WHAT THE TASK REQUIRES - The required result is every line of the records that includes "below".

Dataset excerpts
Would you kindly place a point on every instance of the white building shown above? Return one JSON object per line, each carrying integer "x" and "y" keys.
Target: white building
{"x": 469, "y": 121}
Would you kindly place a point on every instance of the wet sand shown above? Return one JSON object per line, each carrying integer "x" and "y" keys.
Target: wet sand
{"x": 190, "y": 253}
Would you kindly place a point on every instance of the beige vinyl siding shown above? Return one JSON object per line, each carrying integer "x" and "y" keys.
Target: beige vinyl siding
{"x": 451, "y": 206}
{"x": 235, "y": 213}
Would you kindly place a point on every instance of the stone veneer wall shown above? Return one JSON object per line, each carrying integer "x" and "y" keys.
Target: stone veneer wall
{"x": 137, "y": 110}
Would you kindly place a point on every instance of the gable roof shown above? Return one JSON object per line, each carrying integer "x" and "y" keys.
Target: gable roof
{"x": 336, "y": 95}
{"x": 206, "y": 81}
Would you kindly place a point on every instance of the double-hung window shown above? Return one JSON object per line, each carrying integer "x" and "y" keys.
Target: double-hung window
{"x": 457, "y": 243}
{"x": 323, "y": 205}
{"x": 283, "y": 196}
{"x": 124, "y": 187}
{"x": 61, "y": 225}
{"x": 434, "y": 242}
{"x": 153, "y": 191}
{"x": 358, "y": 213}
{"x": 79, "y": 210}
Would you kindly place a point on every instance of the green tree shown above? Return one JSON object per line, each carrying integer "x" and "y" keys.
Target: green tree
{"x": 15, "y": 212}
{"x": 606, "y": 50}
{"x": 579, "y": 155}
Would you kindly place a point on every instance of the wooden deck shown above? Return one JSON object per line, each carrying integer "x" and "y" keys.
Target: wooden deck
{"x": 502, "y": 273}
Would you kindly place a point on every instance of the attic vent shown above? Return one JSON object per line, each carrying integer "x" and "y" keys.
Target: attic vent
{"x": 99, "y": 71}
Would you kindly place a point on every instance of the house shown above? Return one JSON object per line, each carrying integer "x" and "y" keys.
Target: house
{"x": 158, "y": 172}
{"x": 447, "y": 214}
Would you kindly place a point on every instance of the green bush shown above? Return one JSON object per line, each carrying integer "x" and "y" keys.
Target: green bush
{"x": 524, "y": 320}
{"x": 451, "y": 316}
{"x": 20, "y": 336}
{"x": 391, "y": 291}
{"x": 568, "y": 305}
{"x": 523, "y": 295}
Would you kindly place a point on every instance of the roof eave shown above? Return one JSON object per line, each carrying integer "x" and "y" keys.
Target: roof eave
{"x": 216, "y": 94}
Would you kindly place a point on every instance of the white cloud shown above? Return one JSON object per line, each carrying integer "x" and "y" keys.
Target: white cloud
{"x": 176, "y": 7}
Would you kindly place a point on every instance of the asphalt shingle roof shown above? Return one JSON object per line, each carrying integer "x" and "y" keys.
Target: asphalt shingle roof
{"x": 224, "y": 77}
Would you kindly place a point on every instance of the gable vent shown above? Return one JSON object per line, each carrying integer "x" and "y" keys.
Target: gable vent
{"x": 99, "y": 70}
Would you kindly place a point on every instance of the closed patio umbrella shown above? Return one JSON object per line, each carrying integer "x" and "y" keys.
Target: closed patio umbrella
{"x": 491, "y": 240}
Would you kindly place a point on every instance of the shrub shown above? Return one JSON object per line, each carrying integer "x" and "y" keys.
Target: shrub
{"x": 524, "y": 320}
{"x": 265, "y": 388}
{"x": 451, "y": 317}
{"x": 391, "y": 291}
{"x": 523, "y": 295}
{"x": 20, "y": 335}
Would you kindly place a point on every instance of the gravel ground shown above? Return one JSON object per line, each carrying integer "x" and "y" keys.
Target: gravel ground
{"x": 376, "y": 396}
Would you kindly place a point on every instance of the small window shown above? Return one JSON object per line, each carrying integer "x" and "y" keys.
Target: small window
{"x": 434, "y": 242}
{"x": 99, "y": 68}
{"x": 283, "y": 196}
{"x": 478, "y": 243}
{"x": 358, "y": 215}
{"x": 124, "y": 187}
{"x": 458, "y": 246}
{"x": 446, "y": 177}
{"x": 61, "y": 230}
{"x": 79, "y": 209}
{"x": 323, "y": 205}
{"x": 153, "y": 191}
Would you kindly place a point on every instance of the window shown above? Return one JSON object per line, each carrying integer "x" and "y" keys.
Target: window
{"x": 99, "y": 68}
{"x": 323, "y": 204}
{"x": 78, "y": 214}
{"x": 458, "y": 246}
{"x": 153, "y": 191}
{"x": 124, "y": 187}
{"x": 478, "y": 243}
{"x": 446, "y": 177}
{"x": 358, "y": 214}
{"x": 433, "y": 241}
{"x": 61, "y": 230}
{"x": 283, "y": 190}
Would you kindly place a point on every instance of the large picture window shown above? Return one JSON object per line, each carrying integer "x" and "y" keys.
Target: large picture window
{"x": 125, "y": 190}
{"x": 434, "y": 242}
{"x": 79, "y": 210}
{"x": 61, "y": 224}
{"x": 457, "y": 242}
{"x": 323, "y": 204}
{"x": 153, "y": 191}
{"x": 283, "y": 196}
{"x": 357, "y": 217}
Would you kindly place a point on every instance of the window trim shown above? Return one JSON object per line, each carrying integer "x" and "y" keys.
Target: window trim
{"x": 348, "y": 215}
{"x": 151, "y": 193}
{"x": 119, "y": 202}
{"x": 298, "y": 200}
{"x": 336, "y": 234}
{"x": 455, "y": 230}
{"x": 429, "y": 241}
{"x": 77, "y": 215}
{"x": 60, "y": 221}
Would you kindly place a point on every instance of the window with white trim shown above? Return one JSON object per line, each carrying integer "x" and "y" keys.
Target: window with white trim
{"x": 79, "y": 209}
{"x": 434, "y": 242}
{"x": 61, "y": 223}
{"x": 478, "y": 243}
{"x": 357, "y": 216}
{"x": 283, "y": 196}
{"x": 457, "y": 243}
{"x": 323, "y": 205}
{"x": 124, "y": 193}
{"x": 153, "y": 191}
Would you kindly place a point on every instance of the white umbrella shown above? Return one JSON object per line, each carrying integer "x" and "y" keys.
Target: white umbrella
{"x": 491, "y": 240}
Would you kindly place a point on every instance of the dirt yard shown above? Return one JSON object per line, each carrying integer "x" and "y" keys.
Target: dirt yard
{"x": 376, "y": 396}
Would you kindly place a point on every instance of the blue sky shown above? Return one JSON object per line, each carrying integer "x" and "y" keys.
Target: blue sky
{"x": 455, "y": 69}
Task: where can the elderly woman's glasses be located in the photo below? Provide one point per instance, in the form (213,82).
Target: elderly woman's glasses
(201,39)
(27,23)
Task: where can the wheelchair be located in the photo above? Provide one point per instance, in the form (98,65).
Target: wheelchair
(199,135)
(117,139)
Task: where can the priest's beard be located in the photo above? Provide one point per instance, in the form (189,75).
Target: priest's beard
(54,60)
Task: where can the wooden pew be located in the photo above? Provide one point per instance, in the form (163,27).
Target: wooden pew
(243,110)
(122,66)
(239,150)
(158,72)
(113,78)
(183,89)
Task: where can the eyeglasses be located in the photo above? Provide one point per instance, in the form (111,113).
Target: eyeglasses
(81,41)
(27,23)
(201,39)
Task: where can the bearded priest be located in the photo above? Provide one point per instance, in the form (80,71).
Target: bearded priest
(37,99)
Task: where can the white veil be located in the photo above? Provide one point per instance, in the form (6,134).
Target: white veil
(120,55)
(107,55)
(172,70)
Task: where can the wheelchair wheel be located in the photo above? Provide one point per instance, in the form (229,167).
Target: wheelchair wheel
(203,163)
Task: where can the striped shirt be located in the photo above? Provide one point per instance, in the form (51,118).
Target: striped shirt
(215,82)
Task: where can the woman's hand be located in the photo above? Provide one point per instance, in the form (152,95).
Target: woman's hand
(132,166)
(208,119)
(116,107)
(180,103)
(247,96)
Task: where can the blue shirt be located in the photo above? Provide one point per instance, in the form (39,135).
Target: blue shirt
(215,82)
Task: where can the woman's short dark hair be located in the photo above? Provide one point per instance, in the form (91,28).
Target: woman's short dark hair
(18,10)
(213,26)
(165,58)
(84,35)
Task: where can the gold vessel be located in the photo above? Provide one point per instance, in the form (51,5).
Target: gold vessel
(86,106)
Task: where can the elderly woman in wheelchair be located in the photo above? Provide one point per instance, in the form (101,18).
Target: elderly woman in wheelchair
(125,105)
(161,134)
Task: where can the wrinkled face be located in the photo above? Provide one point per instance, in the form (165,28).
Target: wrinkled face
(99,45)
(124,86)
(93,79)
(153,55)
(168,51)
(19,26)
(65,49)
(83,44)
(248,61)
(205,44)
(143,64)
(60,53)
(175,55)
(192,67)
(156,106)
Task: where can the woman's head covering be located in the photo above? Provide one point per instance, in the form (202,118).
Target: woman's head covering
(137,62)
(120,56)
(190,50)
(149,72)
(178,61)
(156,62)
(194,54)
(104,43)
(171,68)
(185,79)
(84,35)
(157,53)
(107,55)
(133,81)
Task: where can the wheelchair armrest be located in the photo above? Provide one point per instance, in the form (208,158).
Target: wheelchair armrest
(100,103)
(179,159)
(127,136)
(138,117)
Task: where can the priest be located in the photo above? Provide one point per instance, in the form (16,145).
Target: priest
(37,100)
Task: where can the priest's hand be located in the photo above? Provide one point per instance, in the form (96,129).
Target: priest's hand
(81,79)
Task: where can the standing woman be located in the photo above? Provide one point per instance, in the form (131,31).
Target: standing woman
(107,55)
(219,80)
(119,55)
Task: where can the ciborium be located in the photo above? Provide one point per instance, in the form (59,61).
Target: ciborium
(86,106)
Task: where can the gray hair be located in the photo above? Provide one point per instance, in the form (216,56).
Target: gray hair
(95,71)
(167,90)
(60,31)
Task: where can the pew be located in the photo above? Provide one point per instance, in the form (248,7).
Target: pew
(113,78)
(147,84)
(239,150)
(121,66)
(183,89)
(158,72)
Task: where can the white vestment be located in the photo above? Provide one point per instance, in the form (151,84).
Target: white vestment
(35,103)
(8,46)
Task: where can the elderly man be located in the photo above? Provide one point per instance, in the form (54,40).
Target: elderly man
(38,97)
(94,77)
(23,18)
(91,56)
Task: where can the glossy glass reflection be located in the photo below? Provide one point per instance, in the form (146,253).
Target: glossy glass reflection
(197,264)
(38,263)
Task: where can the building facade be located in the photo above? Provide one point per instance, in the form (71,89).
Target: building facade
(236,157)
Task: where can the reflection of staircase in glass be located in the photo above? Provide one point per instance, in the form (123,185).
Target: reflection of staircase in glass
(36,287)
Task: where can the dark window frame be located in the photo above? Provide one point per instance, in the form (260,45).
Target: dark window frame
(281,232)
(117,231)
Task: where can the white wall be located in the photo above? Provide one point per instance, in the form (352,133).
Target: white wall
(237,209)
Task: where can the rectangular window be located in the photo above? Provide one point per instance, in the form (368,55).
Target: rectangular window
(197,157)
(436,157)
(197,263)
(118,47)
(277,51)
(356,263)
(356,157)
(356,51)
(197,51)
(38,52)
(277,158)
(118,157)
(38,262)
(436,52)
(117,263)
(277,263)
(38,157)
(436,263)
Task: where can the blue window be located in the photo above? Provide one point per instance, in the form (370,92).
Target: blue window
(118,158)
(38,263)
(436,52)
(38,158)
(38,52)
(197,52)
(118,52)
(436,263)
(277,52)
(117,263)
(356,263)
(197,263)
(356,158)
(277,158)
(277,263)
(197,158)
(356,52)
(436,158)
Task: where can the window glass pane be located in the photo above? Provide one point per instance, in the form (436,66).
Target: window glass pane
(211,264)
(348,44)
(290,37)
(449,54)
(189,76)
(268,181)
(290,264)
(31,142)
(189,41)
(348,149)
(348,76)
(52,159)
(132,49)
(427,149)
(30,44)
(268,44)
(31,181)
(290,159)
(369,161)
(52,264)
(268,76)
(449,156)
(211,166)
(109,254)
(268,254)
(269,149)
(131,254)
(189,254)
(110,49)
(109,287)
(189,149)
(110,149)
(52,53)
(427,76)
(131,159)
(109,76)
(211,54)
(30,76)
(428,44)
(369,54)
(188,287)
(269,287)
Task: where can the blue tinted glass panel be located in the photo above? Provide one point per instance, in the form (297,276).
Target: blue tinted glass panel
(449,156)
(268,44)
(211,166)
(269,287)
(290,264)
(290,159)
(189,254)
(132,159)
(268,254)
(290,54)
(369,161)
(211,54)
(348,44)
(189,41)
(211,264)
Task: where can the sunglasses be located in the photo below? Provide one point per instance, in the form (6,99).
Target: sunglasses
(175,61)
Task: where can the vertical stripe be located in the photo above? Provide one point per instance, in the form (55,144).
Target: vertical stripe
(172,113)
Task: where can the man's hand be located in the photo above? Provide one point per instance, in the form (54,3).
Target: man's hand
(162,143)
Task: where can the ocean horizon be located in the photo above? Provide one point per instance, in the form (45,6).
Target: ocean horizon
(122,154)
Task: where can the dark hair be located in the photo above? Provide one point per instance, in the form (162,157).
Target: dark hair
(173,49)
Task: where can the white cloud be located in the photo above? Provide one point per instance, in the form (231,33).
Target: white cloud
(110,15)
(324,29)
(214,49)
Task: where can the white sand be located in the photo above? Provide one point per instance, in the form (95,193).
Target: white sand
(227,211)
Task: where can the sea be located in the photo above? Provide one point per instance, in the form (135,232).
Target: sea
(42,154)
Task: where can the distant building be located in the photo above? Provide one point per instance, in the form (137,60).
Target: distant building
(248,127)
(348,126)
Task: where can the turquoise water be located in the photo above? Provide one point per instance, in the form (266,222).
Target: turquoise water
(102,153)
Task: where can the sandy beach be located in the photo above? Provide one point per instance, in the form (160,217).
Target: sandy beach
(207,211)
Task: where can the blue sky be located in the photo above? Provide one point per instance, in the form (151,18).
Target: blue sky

THE COMPLETED TASK -
Task: where can the elderly woman's glasses be located in the photo below? Provide one point per instance, in the form (213,82).
Task: where can the glossy glass reflection be located in the photo below? Provide one point per instance, in the form (146,253).
Task: where can the sunglasses be located in the photo below? Provide one point per instance, in the form (6,99).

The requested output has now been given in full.